## Stored data:
════════════════════

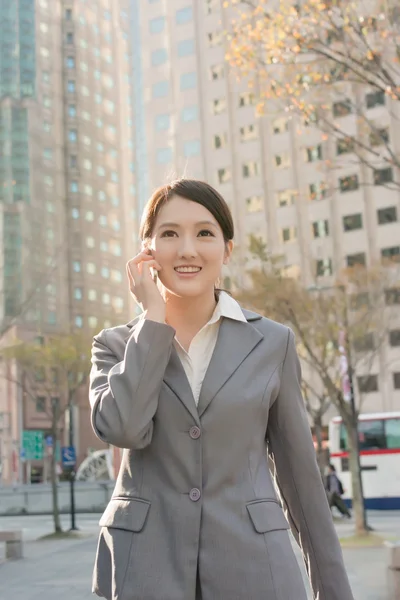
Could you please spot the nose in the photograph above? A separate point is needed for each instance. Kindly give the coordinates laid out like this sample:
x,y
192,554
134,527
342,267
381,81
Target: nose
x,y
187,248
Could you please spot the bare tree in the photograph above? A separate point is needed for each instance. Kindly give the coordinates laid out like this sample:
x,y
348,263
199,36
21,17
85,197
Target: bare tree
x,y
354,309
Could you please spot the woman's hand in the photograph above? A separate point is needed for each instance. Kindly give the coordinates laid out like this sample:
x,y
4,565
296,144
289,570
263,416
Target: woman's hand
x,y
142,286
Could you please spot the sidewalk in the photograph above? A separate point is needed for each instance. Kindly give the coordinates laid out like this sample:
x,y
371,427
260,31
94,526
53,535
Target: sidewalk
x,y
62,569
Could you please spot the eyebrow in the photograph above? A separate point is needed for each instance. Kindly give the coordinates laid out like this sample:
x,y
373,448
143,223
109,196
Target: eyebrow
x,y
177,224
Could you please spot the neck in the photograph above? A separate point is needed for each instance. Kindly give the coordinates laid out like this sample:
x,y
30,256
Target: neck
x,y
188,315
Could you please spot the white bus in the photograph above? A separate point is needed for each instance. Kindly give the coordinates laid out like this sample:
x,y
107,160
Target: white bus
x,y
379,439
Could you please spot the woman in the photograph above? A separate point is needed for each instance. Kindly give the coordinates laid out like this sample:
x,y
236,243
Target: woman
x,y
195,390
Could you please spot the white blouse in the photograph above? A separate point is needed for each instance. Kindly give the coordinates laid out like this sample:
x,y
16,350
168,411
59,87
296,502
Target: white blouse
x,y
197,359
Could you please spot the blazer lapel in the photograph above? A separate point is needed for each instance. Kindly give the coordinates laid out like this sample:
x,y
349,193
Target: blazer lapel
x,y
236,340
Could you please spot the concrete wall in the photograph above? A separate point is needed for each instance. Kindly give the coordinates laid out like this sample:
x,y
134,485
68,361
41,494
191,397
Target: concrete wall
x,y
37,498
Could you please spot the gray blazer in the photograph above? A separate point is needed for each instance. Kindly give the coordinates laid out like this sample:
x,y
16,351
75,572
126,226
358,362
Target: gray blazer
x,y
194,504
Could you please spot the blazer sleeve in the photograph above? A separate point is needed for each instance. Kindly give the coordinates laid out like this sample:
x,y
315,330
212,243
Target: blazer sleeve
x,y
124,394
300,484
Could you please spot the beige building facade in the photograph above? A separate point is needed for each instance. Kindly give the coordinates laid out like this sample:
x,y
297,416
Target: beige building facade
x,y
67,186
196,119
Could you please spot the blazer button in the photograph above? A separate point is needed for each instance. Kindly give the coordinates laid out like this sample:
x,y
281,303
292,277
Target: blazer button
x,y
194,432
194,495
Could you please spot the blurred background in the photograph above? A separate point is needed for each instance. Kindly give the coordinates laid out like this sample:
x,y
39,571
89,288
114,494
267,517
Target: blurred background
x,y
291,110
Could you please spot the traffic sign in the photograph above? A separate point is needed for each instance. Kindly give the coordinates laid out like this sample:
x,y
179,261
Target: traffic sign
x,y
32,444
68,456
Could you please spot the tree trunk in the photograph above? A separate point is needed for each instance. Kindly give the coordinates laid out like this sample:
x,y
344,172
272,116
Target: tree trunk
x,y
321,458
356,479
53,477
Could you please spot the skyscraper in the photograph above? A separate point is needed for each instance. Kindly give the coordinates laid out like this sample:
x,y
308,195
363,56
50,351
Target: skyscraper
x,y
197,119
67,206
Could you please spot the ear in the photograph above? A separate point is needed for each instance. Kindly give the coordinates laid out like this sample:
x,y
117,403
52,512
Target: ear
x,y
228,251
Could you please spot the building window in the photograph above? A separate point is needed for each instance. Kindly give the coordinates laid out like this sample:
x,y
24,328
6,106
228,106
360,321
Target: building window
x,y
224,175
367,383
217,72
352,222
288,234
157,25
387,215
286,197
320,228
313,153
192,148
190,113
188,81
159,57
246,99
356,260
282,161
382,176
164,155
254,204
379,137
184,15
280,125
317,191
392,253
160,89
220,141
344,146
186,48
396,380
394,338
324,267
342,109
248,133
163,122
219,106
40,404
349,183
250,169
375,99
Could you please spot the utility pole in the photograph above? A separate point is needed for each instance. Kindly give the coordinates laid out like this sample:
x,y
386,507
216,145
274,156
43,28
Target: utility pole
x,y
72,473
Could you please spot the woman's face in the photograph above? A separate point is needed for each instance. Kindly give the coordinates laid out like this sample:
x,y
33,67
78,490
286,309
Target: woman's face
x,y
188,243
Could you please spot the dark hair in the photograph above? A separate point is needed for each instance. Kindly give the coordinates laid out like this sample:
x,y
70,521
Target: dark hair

════════════════════

List every line from the entries above in which "hair" appears.

Could you please spot the dark hair in the photograph above? A separate point is needed for each instance. Kindly give the coordinates laid out like this sample:
Target: dark hair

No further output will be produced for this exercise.